» Requirement
In the essay on single-payer health care, why does the writer refer to health insurance companies as sickness profiteers?

A health care provider, I presume, would want the freedom to treat her patients in ways that would be best for the patients. That treatment would be science-based medicine, incorporating the latest research and best treatments. The assumption seems to be that this happens under the current system and wouldn’t under a single-payer system. Anybody who has ever spent time in a doctor’s office knows that assumption is absurd. Health insurance companies are for profit businesses – that’s why I keep referring to them as sickness profiteers. They try to prevent any costs to them thereby restricting treatment options – a treatment reimbursement is a loss to them, after all. On top of that, they require immense amounts of paperwork that a doctor has to provide in order to get paid. That paperwork is not standardized across companies making it challenging – and time consuming – to file it properly. Insurance companies restrict treatments often seemingly arbitrary. It seems to me that simply streamlining payments would free up doctors to do their jobs better.
What is often lost in these arguments are the patients. There is even more lack of freedom under the current system on the patient side. As I wrote shortly after I embarked on my career change, tying affordable access to health insurance to an employer makes leaving that employer very risky. Such a decision is likely tied to the loss of not only a pay-check but possibly life-saving health care. The Affordable Care Act has provided more of that freedom: The freedom to choose our own path, independent of who we might want to work for.
Let’s say that we are just changing employers, not careers. This requires a change in health care plans. The employer picked the plans that we can choose from (restricting our freedom…). The new employer might have plans that do not have our current doctor in their networks. Establishing a patient-doctor relationship is crucial, especially for those of us with chronic conditions. Being forced to find a new doctor just because we found a new job is another impactful restriction on our freedom. If there were a single-payer insurance, who we work for would not impact our health care choices. That seems to me the ultimate measure of freedom!
When I look at single-payer, I see more freedom all around, not less. Maybe this is why I have such trouble understanding the arguments against it.

(Stored items)

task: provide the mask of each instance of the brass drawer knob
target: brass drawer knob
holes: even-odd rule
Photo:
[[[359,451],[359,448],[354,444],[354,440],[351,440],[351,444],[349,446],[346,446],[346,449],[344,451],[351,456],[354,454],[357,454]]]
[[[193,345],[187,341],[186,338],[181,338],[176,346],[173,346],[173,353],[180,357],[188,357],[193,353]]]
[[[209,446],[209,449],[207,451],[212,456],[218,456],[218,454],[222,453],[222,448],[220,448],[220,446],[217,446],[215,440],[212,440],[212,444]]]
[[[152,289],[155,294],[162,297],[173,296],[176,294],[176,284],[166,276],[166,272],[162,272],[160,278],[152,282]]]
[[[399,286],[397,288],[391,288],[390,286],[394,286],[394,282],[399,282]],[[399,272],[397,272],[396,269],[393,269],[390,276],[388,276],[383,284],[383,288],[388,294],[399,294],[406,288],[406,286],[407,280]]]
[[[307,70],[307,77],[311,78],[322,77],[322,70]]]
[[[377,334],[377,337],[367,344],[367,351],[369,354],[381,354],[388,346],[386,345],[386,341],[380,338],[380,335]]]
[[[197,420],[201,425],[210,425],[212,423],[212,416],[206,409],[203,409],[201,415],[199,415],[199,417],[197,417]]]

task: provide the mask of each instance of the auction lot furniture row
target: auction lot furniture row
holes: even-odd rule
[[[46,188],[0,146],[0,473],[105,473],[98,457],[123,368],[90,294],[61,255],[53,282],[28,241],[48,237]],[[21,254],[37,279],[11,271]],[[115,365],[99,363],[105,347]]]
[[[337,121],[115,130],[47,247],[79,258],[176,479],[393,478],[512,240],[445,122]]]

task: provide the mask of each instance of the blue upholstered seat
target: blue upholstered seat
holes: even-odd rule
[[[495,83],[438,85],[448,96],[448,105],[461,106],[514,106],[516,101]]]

» Your solution
Because they are for-profit businesses.